Report how many lines of the items contain the string "garland", treating uppercase and lowercase as different. Give only the number.

>>>

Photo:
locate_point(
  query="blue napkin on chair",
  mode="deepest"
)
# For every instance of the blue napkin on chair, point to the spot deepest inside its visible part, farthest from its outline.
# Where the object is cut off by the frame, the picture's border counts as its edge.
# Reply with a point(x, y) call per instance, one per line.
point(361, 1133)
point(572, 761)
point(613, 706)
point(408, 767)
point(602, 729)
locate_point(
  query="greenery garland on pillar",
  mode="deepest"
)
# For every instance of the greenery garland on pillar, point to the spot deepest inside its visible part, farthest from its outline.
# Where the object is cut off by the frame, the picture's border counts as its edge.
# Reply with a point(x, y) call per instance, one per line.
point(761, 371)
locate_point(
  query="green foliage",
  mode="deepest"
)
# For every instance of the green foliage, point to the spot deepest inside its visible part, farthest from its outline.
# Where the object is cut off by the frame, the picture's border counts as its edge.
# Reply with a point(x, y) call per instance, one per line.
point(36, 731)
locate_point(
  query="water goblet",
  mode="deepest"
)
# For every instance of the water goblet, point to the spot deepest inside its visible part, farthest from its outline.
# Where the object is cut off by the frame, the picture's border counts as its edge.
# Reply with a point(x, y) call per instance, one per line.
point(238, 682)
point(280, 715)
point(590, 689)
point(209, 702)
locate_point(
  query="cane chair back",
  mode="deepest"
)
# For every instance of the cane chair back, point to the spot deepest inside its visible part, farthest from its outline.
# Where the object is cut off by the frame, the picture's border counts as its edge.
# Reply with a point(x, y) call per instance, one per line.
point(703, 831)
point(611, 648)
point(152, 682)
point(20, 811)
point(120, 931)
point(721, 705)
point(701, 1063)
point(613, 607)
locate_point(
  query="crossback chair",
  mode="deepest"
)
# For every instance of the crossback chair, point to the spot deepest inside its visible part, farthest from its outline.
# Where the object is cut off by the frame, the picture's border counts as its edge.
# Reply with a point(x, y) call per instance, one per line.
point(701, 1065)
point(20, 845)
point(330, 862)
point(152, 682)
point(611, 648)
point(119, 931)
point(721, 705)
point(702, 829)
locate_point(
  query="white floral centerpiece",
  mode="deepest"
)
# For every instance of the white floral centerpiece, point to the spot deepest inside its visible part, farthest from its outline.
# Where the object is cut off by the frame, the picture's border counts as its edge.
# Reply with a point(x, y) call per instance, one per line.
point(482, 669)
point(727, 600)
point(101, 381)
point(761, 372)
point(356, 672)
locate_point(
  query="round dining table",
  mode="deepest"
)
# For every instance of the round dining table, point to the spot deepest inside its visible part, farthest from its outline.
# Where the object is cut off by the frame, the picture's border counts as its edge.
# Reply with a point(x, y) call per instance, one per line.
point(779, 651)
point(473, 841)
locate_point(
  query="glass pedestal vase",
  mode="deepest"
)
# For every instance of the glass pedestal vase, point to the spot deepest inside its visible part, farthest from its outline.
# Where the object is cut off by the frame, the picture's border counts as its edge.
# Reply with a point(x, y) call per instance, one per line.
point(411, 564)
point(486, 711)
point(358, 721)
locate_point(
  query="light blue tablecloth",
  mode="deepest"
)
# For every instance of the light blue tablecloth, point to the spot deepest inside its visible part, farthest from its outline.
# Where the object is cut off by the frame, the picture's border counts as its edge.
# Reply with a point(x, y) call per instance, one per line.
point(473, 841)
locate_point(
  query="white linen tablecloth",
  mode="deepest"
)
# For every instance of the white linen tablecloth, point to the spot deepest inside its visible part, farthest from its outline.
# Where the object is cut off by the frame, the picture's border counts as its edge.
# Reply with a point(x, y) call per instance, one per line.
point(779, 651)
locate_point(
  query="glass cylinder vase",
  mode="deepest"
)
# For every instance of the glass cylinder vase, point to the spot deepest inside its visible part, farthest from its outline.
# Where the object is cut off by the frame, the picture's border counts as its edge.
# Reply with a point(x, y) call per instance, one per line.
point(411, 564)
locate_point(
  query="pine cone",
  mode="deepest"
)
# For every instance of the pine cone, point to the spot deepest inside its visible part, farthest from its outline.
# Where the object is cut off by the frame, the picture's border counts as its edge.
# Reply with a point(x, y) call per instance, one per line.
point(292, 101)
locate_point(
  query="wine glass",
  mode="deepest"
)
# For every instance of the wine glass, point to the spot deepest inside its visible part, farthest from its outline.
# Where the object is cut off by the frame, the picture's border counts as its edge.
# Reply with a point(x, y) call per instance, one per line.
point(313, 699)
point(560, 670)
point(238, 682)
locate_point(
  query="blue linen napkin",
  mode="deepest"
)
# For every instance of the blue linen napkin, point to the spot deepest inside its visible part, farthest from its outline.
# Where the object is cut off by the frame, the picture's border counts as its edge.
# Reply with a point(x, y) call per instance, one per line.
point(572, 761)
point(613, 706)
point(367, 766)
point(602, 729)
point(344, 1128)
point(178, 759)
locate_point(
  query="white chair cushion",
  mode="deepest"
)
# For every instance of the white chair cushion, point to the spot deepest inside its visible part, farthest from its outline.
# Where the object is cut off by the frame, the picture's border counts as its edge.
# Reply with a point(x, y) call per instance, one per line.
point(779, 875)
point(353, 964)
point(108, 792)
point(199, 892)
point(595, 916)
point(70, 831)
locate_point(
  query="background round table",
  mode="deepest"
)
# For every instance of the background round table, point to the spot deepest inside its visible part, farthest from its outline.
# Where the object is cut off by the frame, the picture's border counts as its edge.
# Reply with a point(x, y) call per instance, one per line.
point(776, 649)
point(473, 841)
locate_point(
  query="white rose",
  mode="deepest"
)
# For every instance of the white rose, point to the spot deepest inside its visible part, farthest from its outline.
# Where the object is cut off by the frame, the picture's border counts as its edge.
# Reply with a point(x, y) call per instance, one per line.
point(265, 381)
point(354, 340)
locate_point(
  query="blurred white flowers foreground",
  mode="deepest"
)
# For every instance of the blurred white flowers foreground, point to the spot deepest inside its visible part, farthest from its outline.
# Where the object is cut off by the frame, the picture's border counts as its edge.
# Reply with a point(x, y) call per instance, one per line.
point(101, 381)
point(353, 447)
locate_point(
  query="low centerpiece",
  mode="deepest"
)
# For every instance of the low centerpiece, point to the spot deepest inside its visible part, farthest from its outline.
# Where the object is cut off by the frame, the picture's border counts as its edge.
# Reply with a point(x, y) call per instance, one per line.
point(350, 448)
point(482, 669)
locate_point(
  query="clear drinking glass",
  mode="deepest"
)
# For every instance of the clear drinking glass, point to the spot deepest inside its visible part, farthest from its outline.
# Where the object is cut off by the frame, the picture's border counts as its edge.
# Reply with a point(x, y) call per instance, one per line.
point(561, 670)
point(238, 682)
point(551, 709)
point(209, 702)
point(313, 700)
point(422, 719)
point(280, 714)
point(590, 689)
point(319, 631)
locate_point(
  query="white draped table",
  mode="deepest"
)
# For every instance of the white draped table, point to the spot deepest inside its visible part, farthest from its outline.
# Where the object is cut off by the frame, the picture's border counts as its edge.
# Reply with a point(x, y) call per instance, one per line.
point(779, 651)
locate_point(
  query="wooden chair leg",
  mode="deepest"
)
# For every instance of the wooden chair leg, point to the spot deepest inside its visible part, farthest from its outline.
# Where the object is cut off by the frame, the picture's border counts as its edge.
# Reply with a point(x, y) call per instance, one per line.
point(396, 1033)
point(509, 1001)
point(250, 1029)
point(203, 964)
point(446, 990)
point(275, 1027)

<<<

▶ _SOLUTION BELOW_
2